Direction
Can you give everything in the data below, from the line containing "Find the long" down to the line containing "[(240, 191)]", both ends included, as a JSON list of strings with one string per line and blank lines omitted?

Data in this exercise
+ + + + + + +

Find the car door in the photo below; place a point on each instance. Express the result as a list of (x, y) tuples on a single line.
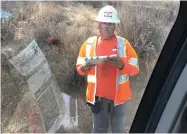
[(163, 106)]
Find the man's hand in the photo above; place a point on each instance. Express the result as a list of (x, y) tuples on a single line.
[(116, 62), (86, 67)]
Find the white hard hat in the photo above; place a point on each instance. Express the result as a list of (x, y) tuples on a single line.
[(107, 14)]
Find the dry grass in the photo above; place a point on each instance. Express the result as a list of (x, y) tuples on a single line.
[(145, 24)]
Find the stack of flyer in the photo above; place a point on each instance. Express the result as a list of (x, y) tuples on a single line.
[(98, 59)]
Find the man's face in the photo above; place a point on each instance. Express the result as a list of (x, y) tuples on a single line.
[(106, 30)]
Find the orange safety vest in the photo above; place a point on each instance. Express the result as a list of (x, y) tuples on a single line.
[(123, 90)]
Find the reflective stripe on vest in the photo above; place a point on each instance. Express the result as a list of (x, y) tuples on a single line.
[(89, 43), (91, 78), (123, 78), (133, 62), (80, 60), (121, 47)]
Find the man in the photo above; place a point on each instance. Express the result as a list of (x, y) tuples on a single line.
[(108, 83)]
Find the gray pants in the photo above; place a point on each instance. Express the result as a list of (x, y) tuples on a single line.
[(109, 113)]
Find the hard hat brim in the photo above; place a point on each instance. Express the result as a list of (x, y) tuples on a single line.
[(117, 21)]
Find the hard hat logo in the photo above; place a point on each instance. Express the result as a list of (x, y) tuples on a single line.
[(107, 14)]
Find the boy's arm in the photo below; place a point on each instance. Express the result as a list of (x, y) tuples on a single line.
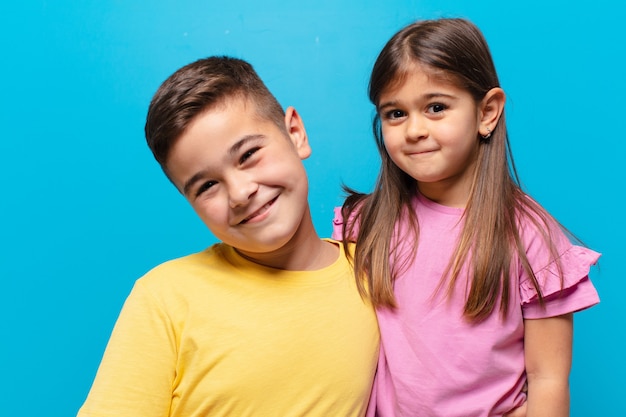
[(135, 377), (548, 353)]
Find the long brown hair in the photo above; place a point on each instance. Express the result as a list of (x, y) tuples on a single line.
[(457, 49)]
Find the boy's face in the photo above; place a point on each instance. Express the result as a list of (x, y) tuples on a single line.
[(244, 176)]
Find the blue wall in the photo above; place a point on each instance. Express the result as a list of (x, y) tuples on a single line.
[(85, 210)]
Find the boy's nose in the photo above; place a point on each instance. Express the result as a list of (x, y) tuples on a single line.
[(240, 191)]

+ + + + + + +

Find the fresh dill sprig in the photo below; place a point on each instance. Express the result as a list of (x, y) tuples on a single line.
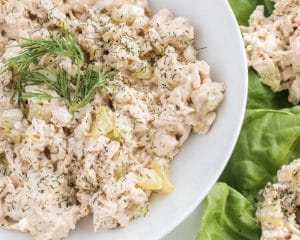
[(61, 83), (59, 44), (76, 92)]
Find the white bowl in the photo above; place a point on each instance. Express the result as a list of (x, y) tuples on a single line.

+ + + + + + +

Answer to this task
[
  "Find the long brown hair in the photo above; place a point on each instance. Express the result as a list of (x, y) tuples on a single line.",
  "[(457, 49)]",
  "Find the boy's face in the photo above; place a point on each instance. Express the result as a list of (x, y) tuples on a single line.",
  "[(244, 176)]",
  "Find the blue wall in the photo above; place a point on each instance. Express the result as a list of (x, y) tuples on a single line.",
  "[(85, 210)]",
  "Find the boy's nose in the photo above; place a point on each instance. Express the result as a list of (x, y) tuples on a single line.",
  "[(240, 191)]"
]